_Aim of the task_
Give every line of the material below as a JSON list of strings, one string per line, leaving out blank lines and the pictures.

-- Records start --

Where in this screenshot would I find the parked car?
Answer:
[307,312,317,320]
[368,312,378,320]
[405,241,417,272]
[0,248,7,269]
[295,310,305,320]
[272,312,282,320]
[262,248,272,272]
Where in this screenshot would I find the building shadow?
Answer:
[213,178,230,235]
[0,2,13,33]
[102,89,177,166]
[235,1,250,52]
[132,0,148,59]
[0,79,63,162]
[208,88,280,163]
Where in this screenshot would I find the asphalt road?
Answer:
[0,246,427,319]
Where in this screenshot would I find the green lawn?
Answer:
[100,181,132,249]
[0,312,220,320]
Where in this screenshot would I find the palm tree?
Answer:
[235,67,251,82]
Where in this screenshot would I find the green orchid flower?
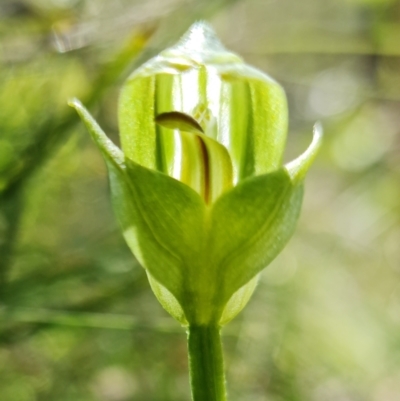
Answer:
[70,23,321,400]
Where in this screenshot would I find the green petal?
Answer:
[209,168,303,303]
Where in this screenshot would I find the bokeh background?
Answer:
[0,0,400,401]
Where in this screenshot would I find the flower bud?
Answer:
[70,23,321,325]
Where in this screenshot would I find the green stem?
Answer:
[188,326,226,401]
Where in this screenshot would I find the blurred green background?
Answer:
[0,0,400,401]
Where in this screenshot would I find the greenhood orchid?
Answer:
[70,23,321,326]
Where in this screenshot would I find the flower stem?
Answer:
[188,325,226,401]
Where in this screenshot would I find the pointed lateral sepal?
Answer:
[70,100,206,323]
[68,99,125,168]
[284,122,323,184]
[209,168,303,310]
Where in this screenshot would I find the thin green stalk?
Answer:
[188,326,226,401]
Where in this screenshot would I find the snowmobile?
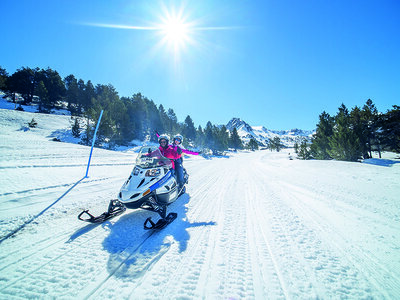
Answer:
[78,146,189,229]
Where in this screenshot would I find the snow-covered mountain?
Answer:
[226,118,314,147]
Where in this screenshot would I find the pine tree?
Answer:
[360,99,381,158]
[28,118,37,128]
[298,140,312,160]
[247,138,258,151]
[0,67,8,91]
[182,116,196,141]
[310,111,335,159]
[72,118,81,138]
[328,104,362,161]
[382,105,400,153]
[229,127,243,151]
[64,74,79,115]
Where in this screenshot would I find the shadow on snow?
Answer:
[83,194,216,280]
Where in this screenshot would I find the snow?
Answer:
[0,102,400,299]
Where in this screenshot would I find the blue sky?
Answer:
[0,0,400,130]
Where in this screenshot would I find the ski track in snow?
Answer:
[0,107,400,299]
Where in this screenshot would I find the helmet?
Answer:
[158,134,169,144]
[174,134,183,143]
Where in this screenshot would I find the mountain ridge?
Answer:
[226,117,315,147]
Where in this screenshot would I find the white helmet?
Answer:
[174,134,183,143]
[158,134,169,144]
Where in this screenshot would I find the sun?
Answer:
[161,19,189,44]
[159,11,193,55]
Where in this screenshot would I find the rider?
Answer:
[158,134,182,170]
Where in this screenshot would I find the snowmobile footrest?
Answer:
[144,213,178,230]
[78,200,126,223]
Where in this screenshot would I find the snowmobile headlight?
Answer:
[146,169,160,177]
[133,167,140,176]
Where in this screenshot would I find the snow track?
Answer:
[0,123,400,299]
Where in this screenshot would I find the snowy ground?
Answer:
[0,105,400,299]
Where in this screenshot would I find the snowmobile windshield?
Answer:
[136,146,172,169]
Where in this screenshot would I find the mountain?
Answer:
[226,118,314,147]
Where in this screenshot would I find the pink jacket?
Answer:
[158,145,181,169]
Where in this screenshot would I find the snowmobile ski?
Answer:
[144,213,178,230]
[78,199,126,223]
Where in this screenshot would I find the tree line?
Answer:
[296,99,400,161]
[0,67,254,153]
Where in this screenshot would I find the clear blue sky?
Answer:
[0,0,400,129]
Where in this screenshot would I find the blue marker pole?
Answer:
[84,110,103,178]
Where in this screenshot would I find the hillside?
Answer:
[0,109,400,299]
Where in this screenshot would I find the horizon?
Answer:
[0,0,400,130]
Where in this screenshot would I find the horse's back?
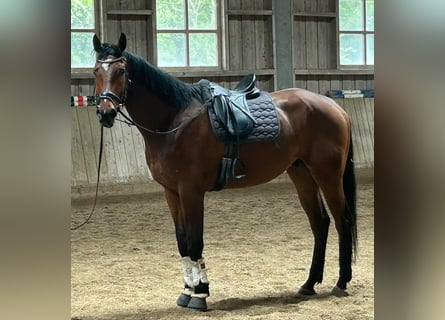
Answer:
[271,88,350,136]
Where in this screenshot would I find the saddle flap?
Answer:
[213,96,255,138]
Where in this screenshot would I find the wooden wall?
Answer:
[71,0,374,187]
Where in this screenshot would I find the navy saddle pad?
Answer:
[207,91,280,143]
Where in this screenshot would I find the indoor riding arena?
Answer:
[70,0,374,320]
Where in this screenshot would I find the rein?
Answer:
[70,126,104,230]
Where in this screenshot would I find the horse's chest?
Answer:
[147,153,182,189]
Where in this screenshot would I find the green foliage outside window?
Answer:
[71,0,94,68]
[156,0,218,67]
[339,0,374,65]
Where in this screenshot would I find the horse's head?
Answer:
[93,33,130,128]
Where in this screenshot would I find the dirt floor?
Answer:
[71,182,374,320]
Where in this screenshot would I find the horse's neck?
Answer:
[127,86,178,134]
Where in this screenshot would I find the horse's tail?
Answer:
[343,134,357,258]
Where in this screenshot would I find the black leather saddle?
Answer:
[198,73,260,140]
[193,73,268,191]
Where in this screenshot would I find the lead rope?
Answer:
[71,126,104,230]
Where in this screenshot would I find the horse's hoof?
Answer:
[298,287,317,296]
[176,293,192,308]
[331,286,349,298]
[187,297,207,311]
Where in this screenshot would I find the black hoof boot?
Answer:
[187,297,207,311]
[176,293,192,308]
[331,286,349,298]
[298,287,317,297]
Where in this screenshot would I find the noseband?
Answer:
[96,56,131,111]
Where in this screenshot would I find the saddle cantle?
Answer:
[193,74,280,191]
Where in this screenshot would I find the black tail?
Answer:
[343,136,357,257]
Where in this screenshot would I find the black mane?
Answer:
[94,43,194,109]
[124,51,193,109]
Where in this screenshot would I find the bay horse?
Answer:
[93,34,357,310]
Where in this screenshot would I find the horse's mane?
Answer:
[98,43,194,109]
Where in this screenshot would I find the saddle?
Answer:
[193,74,276,191]
[198,73,260,140]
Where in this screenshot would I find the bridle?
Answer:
[96,56,131,112]
[70,56,201,230]
[96,56,201,135]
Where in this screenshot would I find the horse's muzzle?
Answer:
[96,108,117,128]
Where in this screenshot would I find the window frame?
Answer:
[153,0,224,72]
[336,0,375,70]
[70,0,102,74]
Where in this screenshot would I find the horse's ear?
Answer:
[119,33,127,52]
[93,34,102,52]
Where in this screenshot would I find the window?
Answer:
[71,0,96,68]
[156,0,219,67]
[339,0,374,66]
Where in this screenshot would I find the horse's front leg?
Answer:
[165,189,209,310]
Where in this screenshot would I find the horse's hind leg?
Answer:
[311,150,357,296]
[287,162,330,295]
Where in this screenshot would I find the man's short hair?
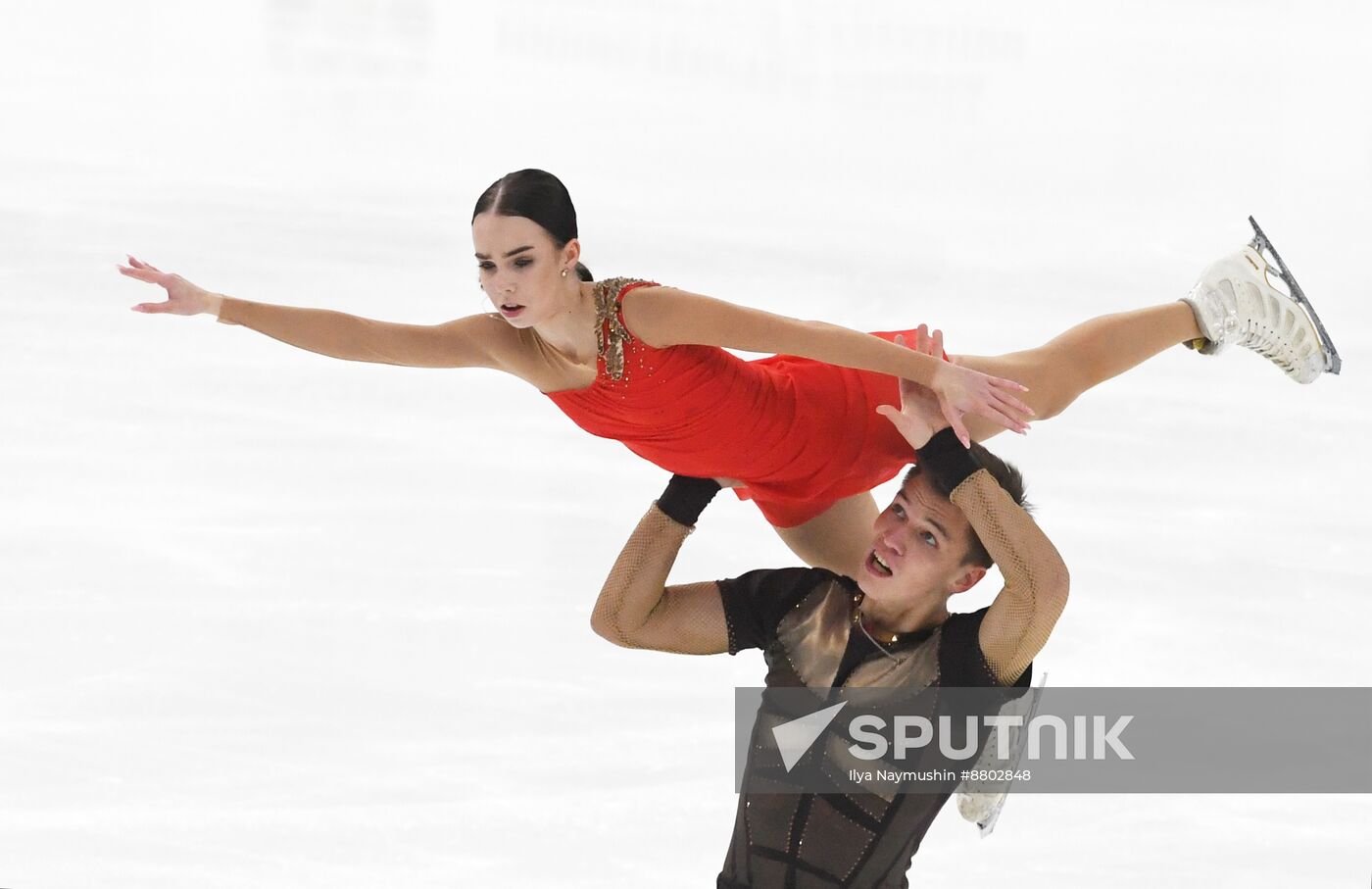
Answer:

-- Records end --

_Completed task_
[
  "Where in this screenshot would I find the parked car?",
  "Answer:",
  "[307,312,317,320]",
  "[368,312,378,320]",
  "[405,241,417,272]",
  "[0,248,7,269]",
  "[295,310,305,320]",
  "[272,312,282,320]",
  "[262,248,272,272]",
  "Where in this screenshot would I find the building shadow?",
  "Answer:",
  "[213,178,230,235]",
  "[0,2,13,33]",
  "[102,89,177,166]",
  "[235,1,250,52]",
  "[132,0,148,59]",
  "[0,79,63,162]",
  "[208,88,280,163]",
  "Where in this screenshot would I find the asphalt road?",
  "Answer:",
  "[0,246,427,319]",
  "Where in this screenshot would I find the green lawn?",
  "Answer:",
  "[100,181,132,249]",
  "[0,312,220,320]",
  "Where in this screenshot would I find the palm tree?",
  "Answer:",
  "[235,67,251,82]",
  "Where in this screenshot would I find the green orchid flower?",
  "Answer:",
  "[70,23,321,400]",
  "Where in this screenshot would I find the green petal?",
  "Answer:",
  "[209,168,303,303]",
  "Where in this screenshot would I find the bokeh background?",
  "Answer:",
  "[0,0,400,401]",
  "Where in this screenshot would I find the flower bud?",
  "Answer:",
  "[70,23,321,325]",
  "Where in this screenshot would I find the green stem?",
  "Answer:",
  "[188,326,226,401]",
  "Where in this screenshot would I find the blurred green background?",
  "Answer:",
  "[0,0,400,401]",
  "Where in this screenshot would I find the greenhood orchid?",
  "Answer:",
  "[70,23,321,326]",
  "Where in this screenshot would I find the flower stem?",
  "Answer:",
  "[188,325,226,401]",
  "Where in this screenshot would I find the pointed lateral sepal?",
  "Answer:",
  "[70,100,206,323]",
  "[68,99,125,168]",
  "[284,122,323,184]",
  "[209,168,303,310]",
  "Where in this screenshot would I find the thin green stalk?",
  "Answer:",
  "[188,326,226,401]",
  "Where in this screenshot would I find the snowmobile?",
  "Answer:",
  "[78,146,189,229]",
  "Where in this screenshot would I find the snow-covered mountain?",
  "Answer:",
  "[226,118,314,147]",
  "Where in this screenshot would I find the pine tree?",
  "Answer:",
  "[360,99,381,158]",
  "[28,118,37,128]",
  "[298,140,312,160]",
  "[247,138,258,151]",
  "[0,67,8,91]",
  "[182,116,196,141]",
  "[310,111,335,159]",
  "[72,118,81,138]",
  "[328,104,362,161]",
  "[382,105,400,153]",
  "[229,127,243,151]",
  "[64,74,79,115]",
  "Where in this screenshot would I find the shadow on snow?",
  "Answer:",
  "[83,194,216,280]",
  "Where in this screenshot would I find the snow?",
  "Answer:",
  "[0,102,400,299]",
  "Where in this screenshot would I find the blue sky?",
  "Answer:",
  "[0,0,400,130]",
  "Where in this screenshot would I find the ski track in snow?",
  "Answer:",
  "[0,107,400,299]",
  "Where in this screenshot would I find the helmet?",
  "Answer:",
  "[158,134,169,144]",
  "[174,134,183,143]",
  "Where in this screenshot would I find the mountain ridge?",
  "Answer:",
  "[226,117,315,147]",
  "Where in this screenshot would I find the white helmet?",
  "Answer:",
  "[174,134,183,143]",
  "[158,134,169,144]",
  "Where in this screenshot would I find the sun?",
  "Answer:",
  "[161,19,189,44]",
  "[159,11,193,55]",
  "Where in this screenshot would I find the rider?",
  "Answer:",
  "[158,134,182,170]",
  "Where in this screenshot would I find the snowmobile footrest?",
  "Answer:",
  "[144,213,178,230]",
  "[78,200,126,223]",
  "Where in this screenshot would I find the snowmobile headlight?",
  "Answer:",
  "[146,169,160,177]",
  "[133,167,140,176]",
  "Where in this screenshot would I find the snow track?",
  "Answer:",
  "[0,123,400,299]",
  "Where in this screenshot would I find the snowy ground?",
  "Answer:",
  "[0,105,400,299]",
  "Where in this screenshot would I find the snowmobile windshield?",
  "Answer:",
  "[136,146,172,169]",
  "Where in this screenshot would I find the mountain?",
  "Answer:",
  "[226,118,314,147]",
  "Where in this screenshot would I find the pink jacket?",
  "Answer:",
  "[158,145,181,169]",
  "Where in this screenshot would I find the snowmobile ski?",
  "Answer:",
  "[144,213,178,230]",
  "[78,199,126,223]",
  "Where in this screenshot would I find the tree line?",
  "Answer:",
  "[296,99,400,161]",
  "[0,67,254,153]",
  "Where in this screenshot would I find the clear blue sky?",
  "Answer:",
  "[0,0,400,129]",
  "Where in this screenshot would I find the blue marker pole?",
  "Answer:",
  "[84,110,103,178]",
  "Where in this screenshot would I find the hillside?",
  "Answer:",
  "[0,109,400,299]",
  "Where in this screenshot would I find the horizon?",
  "Answer:",
  "[0,0,400,130]",
  "Where in this screenshot would I find the horse's back?",
  "Answer:",
  "[271,88,350,136]",
  "Where in this screenshot would I find the saddle flap?",
  "Answer:",
  "[213,96,255,138]",
  "Where in this screenshot would I find the wooden wall?",
  "Answer:",
  "[71,0,374,187]",
  "Where in this screenshot would I find the navy saddle pad?",
  "Answer:",
  "[207,91,280,143]",
  "Where in this screenshot would I find the indoor riding arena?",
  "Answer:",
  "[70,0,374,320]",
  "Where in this screenshot would I find the rein?",
  "Answer:",
  "[70,126,104,230]",
  "Where in this screenshot would I find the horse's chest?",
  "Answer:",
  "[147,153,182,189]",
  "Where in this screenshot would I find the green foliage outside window?",
  "Answer:",
  "[71,0,94,68]",
  "[156,0,218,67]",
  "[339,0,374,65]",
  "Where in this screenshot would I find the horse's head?",
  "Answer:",
  "[93,33,130,128]",
  "Where in this screenshot would I find the dirt floor?",
  "Answer:",
  "[71,182,374,320]",
  "Where in this screenshot would I find the horse's neck?",
  "Answer:",
  "[127,86,178,134]",
  "Where in this screenshot would I find the horse's tail?",
  "Answer:",
  "[343,134,357,258]",
  "Where in this screenshot would I find the black leather saddle?",
  "Answer:",
  "[198,73,260,140]",
  "[193,73,268,191]",
  "Where in this screenshot would I find the lead rope?",
  "Answer:",
  "[71,126,104,230]",
  "Where in this screenshot would I find the horse's hoof?",
  "Answer:",
  "[298,287,317,296]",
  "[176,293,192,308]",
  "[331,286,349,298]",
  "[187,297,207,311]",
  "Where in this screenshot would I find the black hoof boot?",
  "Answer:",
  "[187,297,207,311]",
  "[176,293,192,308]",
  "[331,286,349,298]",
  "[298,287,317,297]",
  "Where in this screenshot would I find the noseband?",
  "Answer:",
  "[96,56,131,111]",
  "Where in this screenshot would I find the saddle cantle?",
  "Answer:",
  "[193,74,280,191]",
  "Where in this screenshot would I find the black tail?",
  "Answer:",
  "[343,136,357,257]",
  "Where in this screenshot would I find the black mane?",
  "Answer:",
  "[94,43,194,109]",
  "[124,51,193,109]",
  "Where in this screenshot would I find the bay horse?",
  "Answer:",
  "[93,34,357,310]",
  "Where in this screenshot would I find the horse's mane?",
  "Answer:",
  "[98,43,194,109]",
  "Where in this screenshot would I find the saddle?",
  "Answer:",
  "[193,74,276,191]",
  "[198,73,260,140]",
  "Where in this screenshot would I find the bridle?",
  "Answer:",
  "[96,56,131,112]",
  "[70,56,201,230]",
  "[96,56,201,135]",
  "Where in this screenshot would I find the horse's muzzle?",
  "Answer:",
  "[96,108,117,128]",
  "Where in this screenshot would I find the window frame?",
  "Answer:",
  "[153,0,224,72]",
  "[336,0,375,70]",
  "[70,0,102,74]",
  "Where in this screenshot would I find the horse's ear?",
  "Answer:",
  "[119,33,127,52]",
  "[93,34,102,52]",
  "Where in this screenshot would I find the window?",
  "Answer:",
  "[71,0,96,68]",
  "[156,0,219,67]",
  "[339,0,374,66]",
  "Where in this screenshot would I find the horse's front leg?",
  "Answer:",
  "[165,189,209,310]",
  "Where in this screenshot would I find the horse's hind leg?",
  "Answer:",
  "[311,150,357,296]",
  "[287,162,330,295]",
  "Where in this screenshot would I find the man's short hair?",
  "Answer:"
]